Given exercise 1 →
Using the siphon flow rate page, answer each of the following in a few words.
(a) What diameter is the pipe in the example problem?
(b) What value of C does the first reply suggest for the example?
(c) Which two fluids does the second reply name when saying siphon action depends on the fluid?
Given exercise 2 → Retype the siphon flow rate page word for word, everything from "Hazen and Williams is an empirical" down to "(gpm^1.85 / d^4.8655)".

Siphon Flow Rate
Name: Larry
Status: other
Grade: other
Location: NE
Country: N/A
Date: 3/30/2005
Question:
Is it possible to determine a flow rate (for water)for a
siphon? I thought I had a standardized formula for this but cannot
currently find it.
Example of problem:
150 ft. long x 4 inch diameter corrugated plastic pipe.
Head range from 3.6 to 8.6 ft.
Replies:
Larry,
The flow through the pipe can be determined using one of the many
different formulas for determining friction losses in pipe.
DarcyWeisbach is one such formula, and Hazen and Williams is another.
The driving force for your example problem is 5 ft. of head. Resistance
is offered from friction loss due to the length, diameter, flow, and
type of pipe (in this case corrugated plastic instead of smooth steel).
Hazen and Williams is an empirical formula which works well for water
flowing under turbulent conditions.
h(f) = 0.002083*L*(100/C)^1.85 * (gpm^1.85 / d^4.8655)
h(f) = Friction loss in pipe
L = equivalent length of straight pipe (taking into account fittings
etc.) (feet)
C = Friction Factor for type of pipe. For your example, I would use a
value of 60.
Gpm = Flow rate
d = pipe internal diameter (inches)
For your example, L = 150 ft, C = 60 and d = 4 inches. Make a plot of
flowrate vs headloss due to friction with headloss on the "Y" axis and
flow on the "X". Then draw a straight line at 5 ft of head. Where the
line intersects the curve will be the flowrate at which the friction
losses equal the driving force.
Bob Hartwell
First, siphon action.
I would not bet on a "standardized" formulas. My layman's
opinion, air pressure and any cohesion within the fluid are all the governing
forces. So, it does seem somewhat dependant on the fluid, say water and maple
syrup.
Now, if you zero in on water and know all its properties, one would seem to
have all one needs. Of the two factors, the air pressure, then the pipe
contributions, diameter, roughness ( coefficient of friction for flow) can be
ascertained, the water properties a lesser factor. So, final thought, it is
no one formula but an analysis of the particulars.

Data supplied →
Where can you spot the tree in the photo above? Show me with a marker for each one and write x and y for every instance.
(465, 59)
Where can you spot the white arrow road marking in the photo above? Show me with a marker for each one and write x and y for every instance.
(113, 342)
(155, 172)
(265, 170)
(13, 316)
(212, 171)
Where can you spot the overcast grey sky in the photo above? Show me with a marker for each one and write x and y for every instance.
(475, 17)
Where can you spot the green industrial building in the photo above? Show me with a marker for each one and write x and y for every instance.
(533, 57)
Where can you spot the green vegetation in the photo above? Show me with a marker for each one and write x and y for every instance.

Written response 1 →
(a) 4 inches
(b) 60
(c) Water and maple syrup

Written response 2 →
Hazen and Williams is an empirical formula which works well for water
flowing under turbulent conditions.
h(f) = 0.002083*L*(100/C)^1.85 * (gpm^1.85 / d^4.8655)